*GIVEN REQUEST*
Format the entries below as a Markdown table with the columns Row and Line, numbering each line and skipping blank lines. Leave out the pictures.

*EXERCISE MATERIAL*
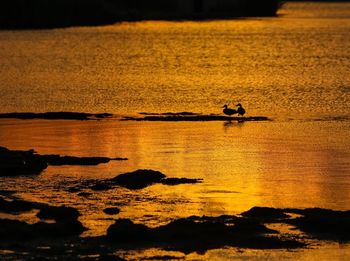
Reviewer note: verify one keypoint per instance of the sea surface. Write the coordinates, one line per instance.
(293, 68)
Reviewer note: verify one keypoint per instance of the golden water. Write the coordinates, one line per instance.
(293, 69)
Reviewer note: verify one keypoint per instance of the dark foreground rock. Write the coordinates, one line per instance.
(317, 222)
(55, 115)
(14, 163)
(187, 235)
(17, 162)
(139, 179)
(55, 221)
(59, 230)
(111, 211)
(323, 223)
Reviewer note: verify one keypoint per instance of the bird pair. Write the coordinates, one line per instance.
(228, 111)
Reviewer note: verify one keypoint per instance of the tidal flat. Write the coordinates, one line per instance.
(150, 220)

*OUTPUT OF THE EXERCISE*
| Row | Line |
|---|---|
| 1 | Reviewer note: verify one keypoint per instance of the sea surface. Write the coordinates, one line per instance. |
| 2 | (293, 68) |
| 3 | Reviewer note: verify one keypoint per instance of the golden water. Write the coordinates, one line per instance. |
| 4 | (293, 69) |
| 5 | Reviewer note: verify one keypoint per instance of the dark foreground rock. Write the coordinates, one line per instance. |
| 6 | (317, 222) |
| 7 | (55, 115) |
| 8 | (14, 163) |
| 9 | (187, 235) |
| 10 | (17, 162) |
| 11 | (139, 179) |
| 12 | (55, 221) |
| 13 | (59, 230) |
| 14 | (111, 211) |
| 15 | (323, 223) |
| 16 | Reviewer note: verify one keypoint per instance of the bird pair. Write the coordinates, one line per instance. |
| 17 | (228, 111) |
| 18 | Reviewer note: verify one keypoint per instance of the tidal flat. Write the coordinates, one line per instance. |
| 19 | (150, 220) |